TASK DIRECTIONS
The response must consist of the records below, copied exactly.

DATA
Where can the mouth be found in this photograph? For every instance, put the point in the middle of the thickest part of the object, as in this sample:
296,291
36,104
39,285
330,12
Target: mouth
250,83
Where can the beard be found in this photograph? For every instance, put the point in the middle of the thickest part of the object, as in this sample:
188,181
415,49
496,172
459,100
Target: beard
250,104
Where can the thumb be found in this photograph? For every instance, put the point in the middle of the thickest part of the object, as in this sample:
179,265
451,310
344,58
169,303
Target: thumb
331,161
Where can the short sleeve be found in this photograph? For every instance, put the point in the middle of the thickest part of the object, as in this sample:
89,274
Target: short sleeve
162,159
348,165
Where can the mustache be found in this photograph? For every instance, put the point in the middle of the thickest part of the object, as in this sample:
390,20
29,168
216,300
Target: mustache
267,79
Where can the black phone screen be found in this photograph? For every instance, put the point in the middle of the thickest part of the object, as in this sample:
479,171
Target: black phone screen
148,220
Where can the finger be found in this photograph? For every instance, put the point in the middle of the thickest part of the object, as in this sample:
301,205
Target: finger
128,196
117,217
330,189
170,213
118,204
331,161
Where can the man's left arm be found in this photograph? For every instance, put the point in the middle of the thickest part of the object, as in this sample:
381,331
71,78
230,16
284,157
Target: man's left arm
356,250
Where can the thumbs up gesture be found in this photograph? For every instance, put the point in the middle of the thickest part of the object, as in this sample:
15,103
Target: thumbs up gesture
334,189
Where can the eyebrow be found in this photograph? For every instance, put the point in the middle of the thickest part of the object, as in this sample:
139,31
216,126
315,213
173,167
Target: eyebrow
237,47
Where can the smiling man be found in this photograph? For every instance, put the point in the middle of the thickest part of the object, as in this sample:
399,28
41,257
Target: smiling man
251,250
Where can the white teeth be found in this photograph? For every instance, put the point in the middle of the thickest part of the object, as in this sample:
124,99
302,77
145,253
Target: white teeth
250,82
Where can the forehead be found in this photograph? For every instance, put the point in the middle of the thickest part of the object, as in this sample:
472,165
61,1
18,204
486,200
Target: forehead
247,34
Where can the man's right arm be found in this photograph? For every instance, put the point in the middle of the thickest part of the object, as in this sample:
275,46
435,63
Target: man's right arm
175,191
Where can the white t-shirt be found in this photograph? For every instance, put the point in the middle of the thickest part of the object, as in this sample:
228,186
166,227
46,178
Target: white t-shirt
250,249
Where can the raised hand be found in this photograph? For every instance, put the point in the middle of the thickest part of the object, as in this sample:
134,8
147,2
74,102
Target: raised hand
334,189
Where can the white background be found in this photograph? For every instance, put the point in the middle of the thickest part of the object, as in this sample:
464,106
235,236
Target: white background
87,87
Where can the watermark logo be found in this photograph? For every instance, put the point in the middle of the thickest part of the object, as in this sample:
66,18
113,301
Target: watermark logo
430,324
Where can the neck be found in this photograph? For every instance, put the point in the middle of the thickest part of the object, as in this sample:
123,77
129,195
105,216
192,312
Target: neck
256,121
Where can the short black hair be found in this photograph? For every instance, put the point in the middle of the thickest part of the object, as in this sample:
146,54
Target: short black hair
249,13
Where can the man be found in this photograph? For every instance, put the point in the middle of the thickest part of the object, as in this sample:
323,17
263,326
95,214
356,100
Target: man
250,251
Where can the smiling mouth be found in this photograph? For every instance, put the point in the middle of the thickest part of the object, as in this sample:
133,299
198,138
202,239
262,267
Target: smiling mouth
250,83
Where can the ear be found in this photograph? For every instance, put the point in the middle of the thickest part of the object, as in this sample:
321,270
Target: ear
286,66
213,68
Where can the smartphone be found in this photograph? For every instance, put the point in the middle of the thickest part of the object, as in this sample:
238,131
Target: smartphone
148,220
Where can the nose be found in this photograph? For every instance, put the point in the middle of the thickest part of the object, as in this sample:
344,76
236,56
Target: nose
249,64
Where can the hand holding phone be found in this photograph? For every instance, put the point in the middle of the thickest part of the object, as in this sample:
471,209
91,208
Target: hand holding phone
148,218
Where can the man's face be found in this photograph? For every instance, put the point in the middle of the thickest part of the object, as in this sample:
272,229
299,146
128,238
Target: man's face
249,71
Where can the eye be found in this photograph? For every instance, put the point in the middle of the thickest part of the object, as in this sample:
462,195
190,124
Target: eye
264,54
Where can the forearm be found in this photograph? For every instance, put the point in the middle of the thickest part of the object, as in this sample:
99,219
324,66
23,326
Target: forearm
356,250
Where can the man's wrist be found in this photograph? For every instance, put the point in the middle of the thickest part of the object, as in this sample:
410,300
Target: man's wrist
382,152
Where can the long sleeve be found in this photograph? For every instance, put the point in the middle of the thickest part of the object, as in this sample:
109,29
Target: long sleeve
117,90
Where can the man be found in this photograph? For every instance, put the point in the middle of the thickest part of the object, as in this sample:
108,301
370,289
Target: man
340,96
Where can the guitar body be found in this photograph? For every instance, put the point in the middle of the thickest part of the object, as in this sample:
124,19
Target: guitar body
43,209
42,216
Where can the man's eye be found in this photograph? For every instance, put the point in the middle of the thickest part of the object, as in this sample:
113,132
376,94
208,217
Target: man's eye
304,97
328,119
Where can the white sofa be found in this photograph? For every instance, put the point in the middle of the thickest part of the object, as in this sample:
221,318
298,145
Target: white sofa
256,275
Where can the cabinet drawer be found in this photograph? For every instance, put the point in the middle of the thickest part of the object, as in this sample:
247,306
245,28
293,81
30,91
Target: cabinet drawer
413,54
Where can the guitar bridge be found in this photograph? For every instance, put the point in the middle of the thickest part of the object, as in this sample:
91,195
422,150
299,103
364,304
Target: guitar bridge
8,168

WRITTEN ANSWER
Where can the mouth be found in this photograph? For every instance, put the point in the middle of the thickest part of the object, as in this sample:
296,291
36,104
39,285
330,12
Target: mouth
250,83
Where can the beard be found in this photograph? For every instance, put the point in the middle of the thickest part of the object, as in this sample:
188,181
415,49
496,172
459,100
Target: beard
250,104
Where can the thumb be found in this photograph? For every instance, put the point in the middle of the thickest part of the object, as in this sample:
179,265
451,310
344,58
169,303
Target: thumb
331,161
Where can the short sleeve be found in this photograph? For every instance, put the point in the middle of the thickest part of the object, as in this sample:
89,274
Target: short sleeve
162,159
348,165
Where can the mustache be found in this photograph? For every instance, put the point in the middle of the thickest part of the object, as in this sample:
390,20
29,168
216,300
Target: mustache
267,79
Where can the black phone screen be found in this photograph? For every instance, put the point in the middle of the thickest part of the object, as in this sample:
479,171
Target: black phone screen
148,220
Where can the finger be found in this photograph? For every instance, put the point in the middle of the thickest part of the object, as in this sample:
301,205
Target: finger
128,196
117,217
330,189
170,213
118,204
331,161
Where can the man's left arm be found in this photograph? For every instance, put the point in the middle of the thickest part of the object, as in this sample:
381,331
71,78
230,16
284,157
Target: man's left arm
356,250
Where can the thumbs up gesture be found in this photograph? For every instance, put the point in the middle of the thickest part of the object, as in this sample:
15,103
Target: thumbs up gesture
334,189
Where can the eyebrow be found in this photograph? For every instance, put the point in the middle of the thickest part of the object, as in this sample:
139,31
216,126
315,213
173,167
Target: eyebrow
237,47
Where can the smiling man be found in this photograph? For every instance, put the point in the middle of the thickest part of the object, as in this sample:
399,28
41,257
Target: smiling man
251,250
Where can the white teeth be found in this photograph? For every instance, put the point in the middle of the thickest part of the object, as in this sample:
124,99
302,77
145,253
Target: white teeth
250,82
Where can the forehead be found in this photograph? For every instance, put the point in the middle of the thickest part of the object, as in this sample:
472,165
61,1
18,204
486,200
Target: forehead
247,34
Where can the man's right arm be found in this photograph? For every instance, put the point in the middle of the thickest part of the object, as in this sample:
275,46
435,63
Target: man's right arm
175,191
Where can the white t-shirt be found in this photograph? For every instance, put the point in the middle of the thickest part of the object, as in this sample:
228,186
166,227
46,178
Target: white t-shirt
250,249
Where can the raised hand be found in this photograph? For every instance, put the point in the middle of the thickest part of the object, as in this sample:
134,8
147,2
74,102
Target: raised hand
334,189
Where can the white background be found in this photograph? For every instance, put the point in the middle of the thickest part of the object, as in this sample:
464,106
235,236
Target: white background
87,87
Where can the watermark logo be found in this photograph? For every instance, put the point in the middle of the thickest part of the object, as in this sample:
66,18
113,301
Target: watermark logo
430,324
Where can the neck be found in this photograph? For every instance, put the point in the middle of the thickest part of the object, as in this sample:
123,77
129,195
105,216
192,312
Target: neck
256,121
Where can the short black hair be found in this photograph? For every instance, put the point in the middle of the thickest part of the object, as in this sample:
146,54
Target: short black hair
249,13
Where can the man be found in this photograph? For every instance, put the point in the middle of the thickest part of the object, as in this sample:
323,17
263,326
95,214
356,100
Target: man
250,251
Where can the smiling mouth be found in this photograph? For every instance, put the point in the middle of the thickest part of the object, as in this sample:
133,299
198,138
202,239
262,267
Target: smiling mouth
250,83
Where can the ear be found in this photograph? For every instance, put the point in the middle of the thickest part of the object, as in this sample:
321,270
Target: ear
286,66
213,68
Where can the smartphone be found in this photograph? For every instance, put the point in the middle of the thickest part of the object, as in this sample:
238,131
Target: smartphone
148,220
Where can the nose be found in this photograph? For every instance, put the point in the middle of the thickest part of the object, as in this sample:
344,76
236,56
Target: nose
249,64
Where can the hand holding phone be found in this photograph? For every instance, put the point in the middle of the thickest part of the object, as in this sample:
471,209
91,208
Target: hand holding phone
148,218
Where can the man's face be found in this photograph? For every instance, put the point in the middle of the thickest part of the object, as in this sample:
272,229
299,146
128,238
Target: man's face
249,71
Where can the eye be found in this photograph? For every instance, put the point in the middle of the thickest part of the object, as in this sample:
462,195
190,124
Target: eye
264,54
Where can the forearm be found in this photograph? For every instance, put the point in the middle of the thickest part of the object, as in this sample:
99,219
324,66
23,326
Target: forearm
356,250
Where can the man's wrist be found in this photograph? For every instance, put the point in the middle of the thickest part of the object, as in this sample:
410,300
Target: man's wrist
382,152
Where can the long sleeve be found in this photograph? For every instance, put the point in the middle of the thickest part of the object, as in this sample:
109,29
Target: long sleeve
117,90
Where can the man be found in this photograph? For every instance, put the point in the middle of the thickest part of the object, as in this sample:
108,301
370,289
Target: man
340,96
Where can the guitar body be found in this photograph? For every instance, put the point in the middle of the thickest part of the object, as in this sample:
124,19
Target: guitar body
43,209
42,216
Where can the man's eye be found in this photograph? For every instance, put the point in the middle of the thickest part of the object, as in this sample:
113,132
376,94
208,217
Target: man's eye
304,97
328,119
Where can the white sofa be found in this photograph? For every instance, put the point in the middle of the thickest part of the object, as in this sample:
221,318
298,145
Target: white sofa
256,275
Where can the cabinet drawer be found in this photograph? For every instance, put the point in the middle of the thickest part of the object, as in this sample:
247,306
245,28
293,81
30,91
Target: cabinet drawer
413,54
Where can the guitar bridge be found in this photograph? For every instance, put the point in the middle of the thickest part of the object, as in this sample:
91,195
422,150
299,103
364,304
Target: guitar bridge
8,168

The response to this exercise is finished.